### EXTRACTED TEXT
- - - -
Complete the code to get **the 3 most liked posts**:

In [None]:
import sqlite3

conn = sqlite3.connect("data/blog.sqlite")
c = conn.cursor()

# TODO: write the query
query = """

"""
# $DELETE_BEGIN
query = """
    SELECT
        posts.id,
        posts.title,
        COUNT(*) like_count
    FROM posts
    JOIN likes ON posts.id = likes.post_id
    GROUP BY posts.id
    ORDER BY like_count DESC
    LIMIT 3
"""
# $DELETE_END
# TODO: Execute the query
# $DELETE_BEGIN
c.execute(query)
# $DELETE_END
# TODO: Fetch and print the results
# $DELETE_BEGIN
c.fetchall()
# $DELETE_END

[(143, 'Half imagine another.', 84),
 (83, 'Side foot leader popular.', 82),
 (99, 'Area paper whatever mean.', 81)]

---

### Pretty Print using _pandas_

The readbility of our `print()` statements is not so good.

Next week, we will introduce [pandas](https://pandas.pydata.org/) which will vastly improve the UX of our data exploration in Notebooks.

Execute the following cell to load `pandas` library:

In [None]:
import pandas as pd

Then try the previous `query` again, delegating the job of fetching results + displaying them to the `read_sql_query` function of `pandas`:

In [None]:
pd.read_sql_query(query, conn)

Unnamed: 0,id,title,like_count
0,143,Half imagine another.,84
1,83,Side foot leader popular.,82
2,99,Area paper whatever mean.,81


---
## 3. Find the three users who 'liked' the most

In [None]:
query = """

"""
# $DELETE_BEGIN
query = """
    SELECT
        users.id,
        users.first_name || " " || users.last_name full_name,
        COUNT(*) like_count
    FROM users
    JOIN likes ON users.id = likes.user_id
    GROUP BY users.id 
    ORDER BY like_count DESC
    LIMIT 3
"""
# $DELETE_END
pd.read_sql_query(query, conn)

Unnamed: 0,id,full_name,like_count
0,43,Michael Allen,236
1,12,Donna Ramirez,233
2,44,Hayley Williams,227


---
## 4. Find the most liked author

In [None]:
query = """

"""
# $DELETE_BEGIN
query = """
    SELECT
        users.id,
        users.first_name || " " || users.last_name full_name,
        COUNT(*) like_count
    FROM users
    JOIN posts ON users.id = posts.user_id 
    JOIN likes ON posts.id = likes.post_id
    GROUP BY users.id 
    ORDER BY like_count DESC 
    LIMIT 1
"""
# $DELETE_END
pd.read_sql_query(query, conn)
- - - -
(Point annotations for photos)
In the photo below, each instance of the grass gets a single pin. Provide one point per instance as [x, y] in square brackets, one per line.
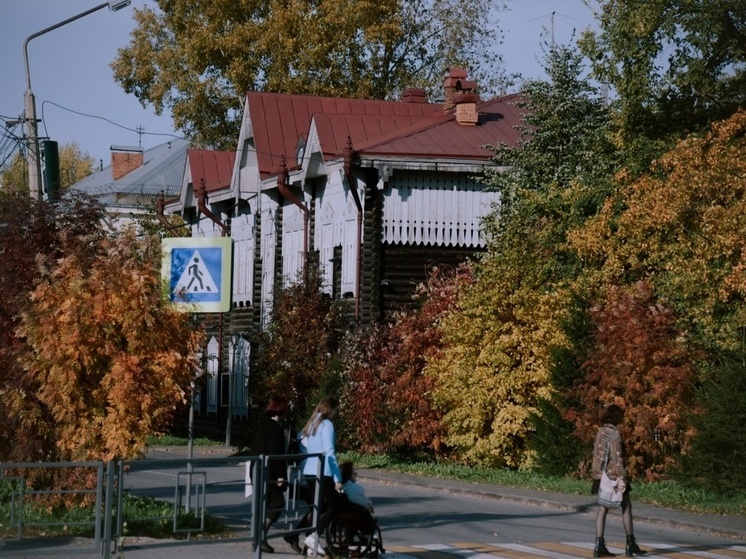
[150, 518]
[667, 494]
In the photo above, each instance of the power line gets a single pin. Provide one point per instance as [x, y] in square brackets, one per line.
[139, 130]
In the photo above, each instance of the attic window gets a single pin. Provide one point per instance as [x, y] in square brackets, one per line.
[300, 150]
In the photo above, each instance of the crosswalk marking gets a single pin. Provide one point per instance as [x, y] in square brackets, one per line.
[700, 551]
[557, 550]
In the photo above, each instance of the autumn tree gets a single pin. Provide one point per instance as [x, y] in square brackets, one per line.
[297, 350]
[681, 229]
[387, 395]
[75, 165]
[31, 231]
[674, 66]
[199, 57]
[641, 362]
[493, 370]
[108, 359]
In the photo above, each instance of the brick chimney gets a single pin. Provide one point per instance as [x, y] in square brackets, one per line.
[414, 95]
[461, 96]
[124, 160]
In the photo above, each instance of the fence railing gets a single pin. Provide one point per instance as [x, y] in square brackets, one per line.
[195, 489]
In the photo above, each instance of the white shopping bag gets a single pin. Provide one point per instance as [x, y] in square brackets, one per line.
[248, 486]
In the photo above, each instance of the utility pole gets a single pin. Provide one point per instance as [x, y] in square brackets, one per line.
[33, 157]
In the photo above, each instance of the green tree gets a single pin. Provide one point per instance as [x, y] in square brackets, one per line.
[717, 449]
[494, 368]
[108, 359]
[199, 57]
[553, 438]
[675, 66]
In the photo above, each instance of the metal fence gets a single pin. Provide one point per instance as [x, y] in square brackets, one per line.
[194, 490]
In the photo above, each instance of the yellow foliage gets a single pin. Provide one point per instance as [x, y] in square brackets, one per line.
[494, 365]
[681, 228]
[111, 360]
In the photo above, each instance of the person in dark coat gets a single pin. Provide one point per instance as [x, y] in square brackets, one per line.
[271, 439]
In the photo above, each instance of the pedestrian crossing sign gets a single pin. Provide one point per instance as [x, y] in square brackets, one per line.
[197, 273]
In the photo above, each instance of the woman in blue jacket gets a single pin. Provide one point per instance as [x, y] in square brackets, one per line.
[318, 437]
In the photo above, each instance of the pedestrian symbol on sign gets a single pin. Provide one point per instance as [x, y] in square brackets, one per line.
[196, 278]
[197, 273]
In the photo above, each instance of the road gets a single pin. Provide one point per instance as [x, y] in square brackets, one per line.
[414, 518]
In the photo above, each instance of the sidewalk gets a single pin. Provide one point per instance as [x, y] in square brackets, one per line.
[200, 548]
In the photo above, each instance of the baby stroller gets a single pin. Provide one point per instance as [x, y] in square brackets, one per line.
[354, 532]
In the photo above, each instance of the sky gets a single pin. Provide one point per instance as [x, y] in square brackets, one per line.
[78, 100]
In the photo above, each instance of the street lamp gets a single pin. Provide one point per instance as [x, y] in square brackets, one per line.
[33, 157]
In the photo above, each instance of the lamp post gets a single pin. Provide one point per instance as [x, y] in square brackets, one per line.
[33, 158]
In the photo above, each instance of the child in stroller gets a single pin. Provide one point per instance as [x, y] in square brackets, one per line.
[354, 532]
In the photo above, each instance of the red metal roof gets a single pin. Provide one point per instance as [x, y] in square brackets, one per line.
[377, 128]
[215, 167]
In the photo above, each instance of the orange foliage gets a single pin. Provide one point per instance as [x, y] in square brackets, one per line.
[109, 359]
[387, 397]
[640, 362]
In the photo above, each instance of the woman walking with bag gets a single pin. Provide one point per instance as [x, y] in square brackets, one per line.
[608, 457]
[318, 437]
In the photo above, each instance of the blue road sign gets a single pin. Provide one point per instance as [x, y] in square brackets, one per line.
[198, 273]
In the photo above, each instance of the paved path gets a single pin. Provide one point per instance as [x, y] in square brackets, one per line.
[733, 528]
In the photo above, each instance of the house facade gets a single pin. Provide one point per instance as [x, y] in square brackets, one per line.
[376, 191]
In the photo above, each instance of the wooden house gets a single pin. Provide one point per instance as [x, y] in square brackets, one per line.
[377, 191]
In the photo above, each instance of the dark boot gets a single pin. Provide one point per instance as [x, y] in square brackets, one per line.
[293, 541]
[632, 549]
[600, 549]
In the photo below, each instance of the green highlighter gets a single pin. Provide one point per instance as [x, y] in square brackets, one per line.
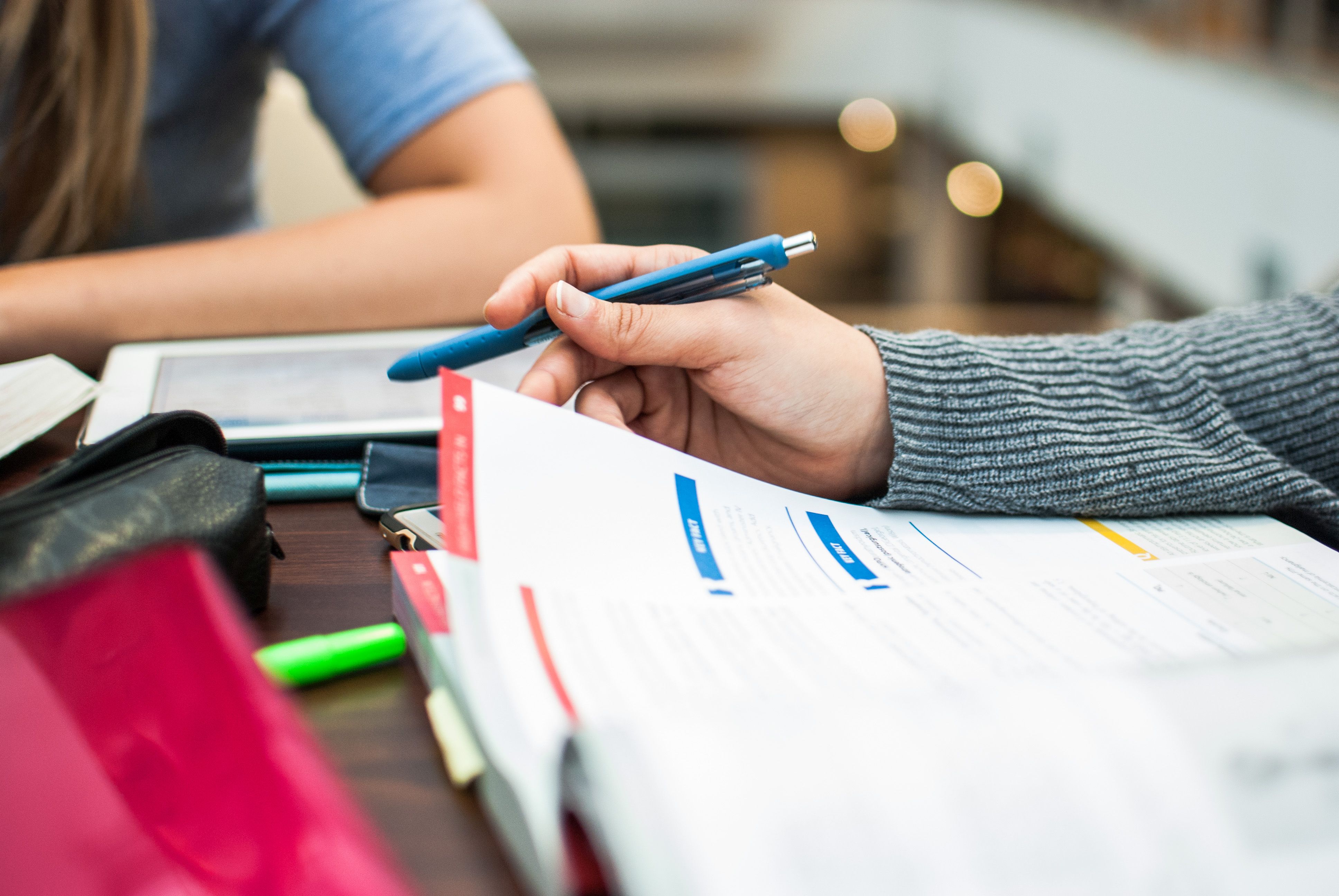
- - - -
### TASK SET
A - Counting case-sensitively, how many lines of the records contain the string "blue"? Reply with the number only.
B - Can you carry on the SQL exercise on the blog database, starting right after its last line?
The SQL exercise and the records are unrelated material.

### EXERCISE ANSWERS
A - 2

B -
Unnamed: 0,id,full_name,like_count
0,57,Teresa Moore,647


---
## 5. Who are the authors of the 3 most liked posts?

In [None]:
query = """

"""
# $DELETE_BEGIN
query = """
    SELECT
        users.first_name || " " || users.last_name author_full_name,
        COUNT(*) like_count
    FROM posts
    JOIN likes ON posts.id = likes.post_id
    JOIN users ON posts.user_id = users.id
    GROUP BY posts.id 
    ORDER BY like_count DESC
    LIMIT 3
"""

# Other solution: reuse the query for question 2
query = """
    WITH three_most_liked_posts AS (
        SELECT
            posts.id,
            posts.title,
            COUNT(*) like_count,
            posts.user_id
        FROM posts
        JOIN likes ON posts.id = likes.post_id
        GROUP BY posts.id
        ORDER BY like_count DESC
        LIMIT 3
    )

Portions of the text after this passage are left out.